Exercise task: Which of the lines below contain the word "front" with matching case? Copy each of those lines in full.
▬▬▬
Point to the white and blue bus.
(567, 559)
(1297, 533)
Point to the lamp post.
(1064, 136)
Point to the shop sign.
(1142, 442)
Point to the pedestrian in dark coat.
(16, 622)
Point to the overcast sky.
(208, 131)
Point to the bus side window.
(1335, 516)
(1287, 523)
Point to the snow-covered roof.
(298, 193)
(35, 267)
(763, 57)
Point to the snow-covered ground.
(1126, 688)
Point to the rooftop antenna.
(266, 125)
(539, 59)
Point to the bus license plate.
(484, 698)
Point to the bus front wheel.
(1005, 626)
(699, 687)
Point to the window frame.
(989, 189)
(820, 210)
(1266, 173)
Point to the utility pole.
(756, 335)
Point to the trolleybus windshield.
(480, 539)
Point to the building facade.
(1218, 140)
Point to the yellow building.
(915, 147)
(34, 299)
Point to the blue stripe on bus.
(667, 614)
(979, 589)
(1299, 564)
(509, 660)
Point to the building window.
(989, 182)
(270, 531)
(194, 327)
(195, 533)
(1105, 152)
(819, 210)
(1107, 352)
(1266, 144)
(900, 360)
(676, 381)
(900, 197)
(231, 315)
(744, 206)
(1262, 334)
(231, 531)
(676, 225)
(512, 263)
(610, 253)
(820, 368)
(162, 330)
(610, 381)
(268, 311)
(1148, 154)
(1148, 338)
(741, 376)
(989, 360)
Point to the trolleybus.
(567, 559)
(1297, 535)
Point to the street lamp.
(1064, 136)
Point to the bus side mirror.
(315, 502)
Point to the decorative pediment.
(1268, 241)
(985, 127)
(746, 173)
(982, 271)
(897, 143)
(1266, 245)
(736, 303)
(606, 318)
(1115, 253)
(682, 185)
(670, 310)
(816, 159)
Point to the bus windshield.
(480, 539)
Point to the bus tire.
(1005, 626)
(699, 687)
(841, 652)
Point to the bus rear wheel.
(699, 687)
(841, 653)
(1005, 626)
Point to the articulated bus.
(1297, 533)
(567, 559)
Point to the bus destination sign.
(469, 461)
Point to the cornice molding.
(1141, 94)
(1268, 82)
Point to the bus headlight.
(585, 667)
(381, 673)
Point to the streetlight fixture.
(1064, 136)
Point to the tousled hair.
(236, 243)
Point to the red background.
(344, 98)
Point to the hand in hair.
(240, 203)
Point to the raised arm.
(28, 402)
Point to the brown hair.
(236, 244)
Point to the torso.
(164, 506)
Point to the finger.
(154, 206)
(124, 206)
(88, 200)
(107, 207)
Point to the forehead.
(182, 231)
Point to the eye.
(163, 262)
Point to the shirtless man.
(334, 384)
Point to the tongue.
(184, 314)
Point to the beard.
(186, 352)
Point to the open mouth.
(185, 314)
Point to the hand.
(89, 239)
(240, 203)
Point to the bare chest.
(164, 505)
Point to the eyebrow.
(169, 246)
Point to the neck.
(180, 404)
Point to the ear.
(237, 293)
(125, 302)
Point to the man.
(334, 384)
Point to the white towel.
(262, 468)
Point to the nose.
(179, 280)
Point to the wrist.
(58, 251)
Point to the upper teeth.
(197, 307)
▬▬▬
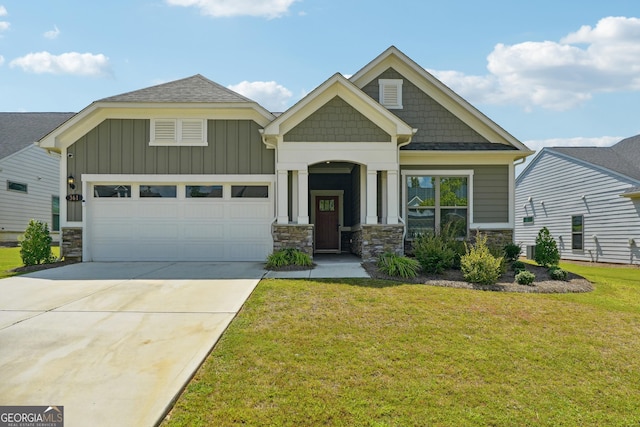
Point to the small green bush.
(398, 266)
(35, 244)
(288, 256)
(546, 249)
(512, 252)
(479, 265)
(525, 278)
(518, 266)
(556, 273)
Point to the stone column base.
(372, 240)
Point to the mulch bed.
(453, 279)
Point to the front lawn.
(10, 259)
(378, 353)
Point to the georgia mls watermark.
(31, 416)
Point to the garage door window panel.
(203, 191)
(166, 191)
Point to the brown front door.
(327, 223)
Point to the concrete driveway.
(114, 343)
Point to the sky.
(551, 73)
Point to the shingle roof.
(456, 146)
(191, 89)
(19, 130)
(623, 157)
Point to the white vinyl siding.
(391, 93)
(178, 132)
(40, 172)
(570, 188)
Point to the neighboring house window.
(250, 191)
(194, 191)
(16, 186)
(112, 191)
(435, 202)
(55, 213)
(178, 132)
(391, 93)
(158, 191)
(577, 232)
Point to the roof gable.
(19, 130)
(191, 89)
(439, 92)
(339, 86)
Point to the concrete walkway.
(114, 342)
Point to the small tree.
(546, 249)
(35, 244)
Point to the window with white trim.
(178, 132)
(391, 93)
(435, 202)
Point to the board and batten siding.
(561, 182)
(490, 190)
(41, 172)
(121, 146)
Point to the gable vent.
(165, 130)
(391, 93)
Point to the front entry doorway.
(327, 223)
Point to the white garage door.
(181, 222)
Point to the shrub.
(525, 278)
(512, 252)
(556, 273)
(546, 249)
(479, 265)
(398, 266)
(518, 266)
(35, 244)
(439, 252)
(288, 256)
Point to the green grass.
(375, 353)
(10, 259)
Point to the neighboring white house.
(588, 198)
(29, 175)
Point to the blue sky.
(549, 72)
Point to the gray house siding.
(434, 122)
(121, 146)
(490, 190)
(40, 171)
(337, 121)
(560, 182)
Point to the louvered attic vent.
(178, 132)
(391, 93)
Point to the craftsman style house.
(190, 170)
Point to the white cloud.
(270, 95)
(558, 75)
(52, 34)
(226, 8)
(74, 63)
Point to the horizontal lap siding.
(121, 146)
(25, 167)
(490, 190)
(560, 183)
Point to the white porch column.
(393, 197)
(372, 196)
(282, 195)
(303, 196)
▬▬▬
Solution:
Point to the bus front wheel.
Point to the front lawn.
Point to the brown front door.
Point to the front entry doorway.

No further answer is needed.